* Activity *
All records below must be reproduced exactly, although any pictures they contain are to be omitted.

Dataset entries:
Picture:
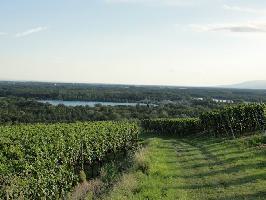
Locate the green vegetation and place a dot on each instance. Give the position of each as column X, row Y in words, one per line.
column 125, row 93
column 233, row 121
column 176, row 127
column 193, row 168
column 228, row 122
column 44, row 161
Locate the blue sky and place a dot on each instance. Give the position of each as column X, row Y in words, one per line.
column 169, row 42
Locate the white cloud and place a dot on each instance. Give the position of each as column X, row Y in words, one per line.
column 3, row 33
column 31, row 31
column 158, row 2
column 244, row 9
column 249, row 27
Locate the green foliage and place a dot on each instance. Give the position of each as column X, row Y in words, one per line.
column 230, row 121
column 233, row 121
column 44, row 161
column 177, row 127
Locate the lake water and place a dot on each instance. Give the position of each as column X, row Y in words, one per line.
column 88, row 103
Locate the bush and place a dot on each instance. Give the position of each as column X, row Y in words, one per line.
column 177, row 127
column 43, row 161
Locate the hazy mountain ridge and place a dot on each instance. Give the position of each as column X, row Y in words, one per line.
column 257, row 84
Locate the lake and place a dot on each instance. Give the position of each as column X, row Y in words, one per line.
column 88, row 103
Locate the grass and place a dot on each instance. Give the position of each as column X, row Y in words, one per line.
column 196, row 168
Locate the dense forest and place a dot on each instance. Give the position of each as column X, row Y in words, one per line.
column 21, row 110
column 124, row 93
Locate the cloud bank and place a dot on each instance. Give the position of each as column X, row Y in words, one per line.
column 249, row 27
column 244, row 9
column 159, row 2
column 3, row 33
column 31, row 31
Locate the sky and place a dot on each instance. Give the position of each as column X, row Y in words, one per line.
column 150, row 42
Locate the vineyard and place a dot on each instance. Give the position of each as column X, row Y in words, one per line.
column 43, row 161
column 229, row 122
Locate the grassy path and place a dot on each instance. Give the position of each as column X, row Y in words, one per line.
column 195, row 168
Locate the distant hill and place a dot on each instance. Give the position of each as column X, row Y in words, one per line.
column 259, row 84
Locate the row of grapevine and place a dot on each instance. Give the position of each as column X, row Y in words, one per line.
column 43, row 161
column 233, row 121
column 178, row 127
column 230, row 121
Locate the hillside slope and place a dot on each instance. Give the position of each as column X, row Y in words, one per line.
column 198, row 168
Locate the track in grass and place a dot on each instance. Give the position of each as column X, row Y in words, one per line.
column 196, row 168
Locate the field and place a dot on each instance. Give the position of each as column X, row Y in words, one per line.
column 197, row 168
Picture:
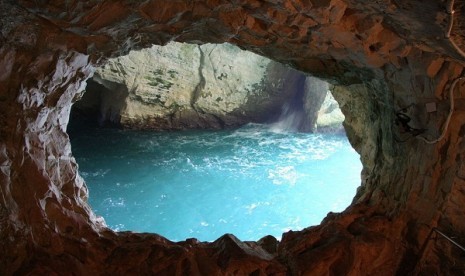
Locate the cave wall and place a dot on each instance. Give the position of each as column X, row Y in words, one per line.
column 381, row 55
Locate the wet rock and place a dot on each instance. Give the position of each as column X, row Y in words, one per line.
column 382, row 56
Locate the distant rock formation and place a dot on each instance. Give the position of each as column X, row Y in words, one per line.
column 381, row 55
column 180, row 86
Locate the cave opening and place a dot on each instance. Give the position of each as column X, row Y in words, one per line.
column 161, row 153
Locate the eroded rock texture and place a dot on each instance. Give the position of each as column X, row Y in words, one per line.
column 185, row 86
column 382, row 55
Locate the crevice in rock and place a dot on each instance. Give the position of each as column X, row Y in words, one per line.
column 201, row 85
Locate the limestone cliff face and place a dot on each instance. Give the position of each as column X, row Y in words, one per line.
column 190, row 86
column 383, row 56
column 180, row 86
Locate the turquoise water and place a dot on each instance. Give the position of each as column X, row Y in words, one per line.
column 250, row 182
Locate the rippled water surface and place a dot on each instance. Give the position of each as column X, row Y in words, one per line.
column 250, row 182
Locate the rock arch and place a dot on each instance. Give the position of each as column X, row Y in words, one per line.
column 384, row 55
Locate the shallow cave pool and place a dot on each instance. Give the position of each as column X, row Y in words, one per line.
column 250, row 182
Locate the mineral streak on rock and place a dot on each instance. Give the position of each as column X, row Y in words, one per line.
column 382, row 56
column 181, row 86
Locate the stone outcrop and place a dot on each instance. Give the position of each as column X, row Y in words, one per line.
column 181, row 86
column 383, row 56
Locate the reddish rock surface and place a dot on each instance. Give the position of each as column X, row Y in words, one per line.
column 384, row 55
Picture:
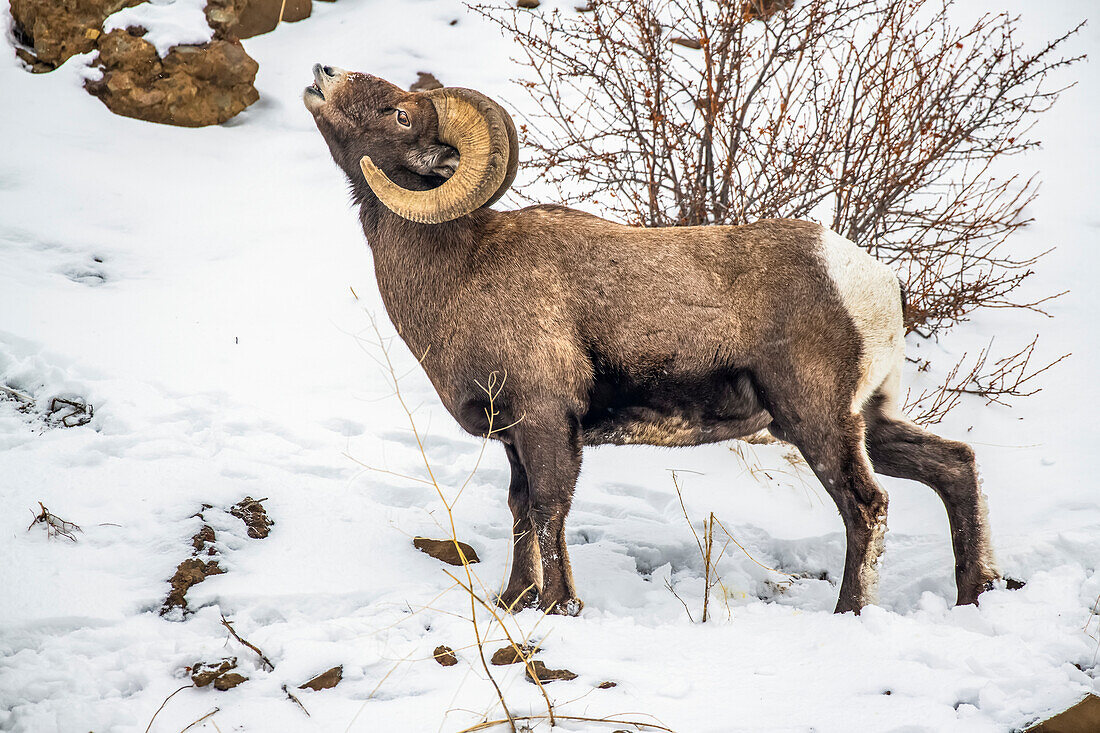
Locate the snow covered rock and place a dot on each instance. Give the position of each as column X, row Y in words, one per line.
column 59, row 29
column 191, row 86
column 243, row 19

* Exercise result *
Picture:
Locate the green vegetation and place a dot on each instance. Give the position of each as column X, row Y in words, one per line.
column 125, row 93
column 233, row 121
column 176, row 127
column 193, row 168
column 228, row 122
column 44, row 161
Locate the blue sky and place a dot on each instance. Give the position of each as column X, row Y in words, one per line.
column 169, row 42
Locate the white cloud and place a dot on each instance. Give the position of each as column X, row Y in words, one per line.
column 3, row 33
column 31, row 31
column 158, row 2
column 244, row 9
column 249, row 27
Locate the green foliage and place a dot on each instance. Give the position of each as column X, row Y in words, one per line.
column 230, row 121
column 233, row 121
column 44, row 161
column 177, row 127
Locate the lake water and place a dot on each instance. Give the position of each as column X, row Y in words, one per line.
column 88, row 103
Locate the bush and place a dot on each instance. Give the position of each as column X, row Y in words, one per line.
column 177, row 127
column 43, row 161
Locate the hazy mountain ridge and place a dot on each instance. Give the position of each as column X, row Y in words, one per line.
column 257, row 84
Locate the lake and place a dot on each instance. Give the position of each as column X, row Y in words, one per line.
column 88, row 103
Locate the grass and place a dot on each instance. Give the position of each as column X, row Y in words, one per line.
column 196, row 168
Locate the dense forest and place a dot on each instance. Give the position of each as column X, row Y in words, one per line.
column 21, row 110
column 124, row 93
Locate the cloud bank and place a dot on each instance. Give the position of each as column X, row Y in words, one per line.
column 249, row 27
column 244, row 9
column 159, row 2
column 3, row 33
column 31, row 31
Locate the sky and place a dot on each instance. Give the position of each as column X, row Y in words, one per line.
column 150, row 42
Locate the vineyard and place a dot on each instance. Give the position of each as column X, row Y in words, one per line.
column 43, row 161
column 229, row 122
Locate the grassy path and place a dot on each instance. Give the position of each as column X, row Y in words, one per line.
column 195, row 168
Locate the distant hill and place a dot on each instance. Give the position of each as column X, row Y in words, one per line.
column 259, row 84
Locate the row of grapevine and place a dot on each instance. Give the position of each as column X, row Y in words, one per line.
column 43, row 161
column 233, row 121
column 178, row 127
column 230, row 121
Locate the hillside slope and place a dot on each instance. Give the position of each as column X, row Y in words, one per line.
column 198, row 168
Locate the track in grass and place a dot on each instance. Give the position of each as column X, row Y in words, one per line.
column 196, row 168
Locate the field and place a dot on each instance. Give the position of each as column X, row Y in words, one per line.
column 197, row 168
Picture:
Locate the cave wall and place a dot on each instance. Give the position of each as column X, row Y in words, one per line.
column 381, row 55
Locate the wet rock and place a dot on each instance. Give the position of each as column X, row Y in words, one per line.
column 382, row 56
Locate the distant rock formation and place a dot on each instance. Give the position of each as column X, row Y in words, one per line.
column 381, row 55
column 180, row 86
Locate the cave opening and place a dot on each instance. Give the position of each as column X, row Y in words, one per line.
column 161, row 153
Locate the eroded rock texture and place a dot on each instance. Give the position of each as column X, row Y in words, one per line.
column 185, row 86
column 382, row 55
Locate the crevice in rock and place a dot on each instance. Give the position of each as column X, row Y in words, one per line.
column 201, row 85
Locate the limestone cliff face and place a dot on each instance. Give the position of each as column X, row Y in words, one per line.
column 190, row 86
column 383, row 56
column 180, row 86
Locate the turquoise water and place a dot on each instance. Give the position of each as column X, row Y in words, one per line.
column 250, row 182
Locate the rippled water surface and place a dot on each instance. Give the position of each as column X, row Y in words, one per line.
column 250, row 182
Locate the rock arch and place a dot on each instance. Give the position of each as column X, row Y in words, one per line.
column 384, row 55
Locate the shallow cave pool and place a dot on each instance. Give the position of each as column X, row Y in words, one per line.
column 250, row 182
Locate the mineral streak on rock and place a dot on each instance. Give the position of each as column X, row Y in words, one per line.
column 382, row 56
column 181, row 86
Locate the stone outcrop and place a dot on each instance. Give the position of each as column X, row Y in words, one per line.
column 181, row 86
column 383, row 56
Locate the reddish rock surface and place a dot on each instance. Give the position of each as column X, row Y in words, one per line.
column 384, row 55
Picture:
Locate the snow covered rock and place a dot on each instance. Give the position of each as column X, row Y in words, one per line.
column 59, row 29
column 191, row 86
column 243, row 19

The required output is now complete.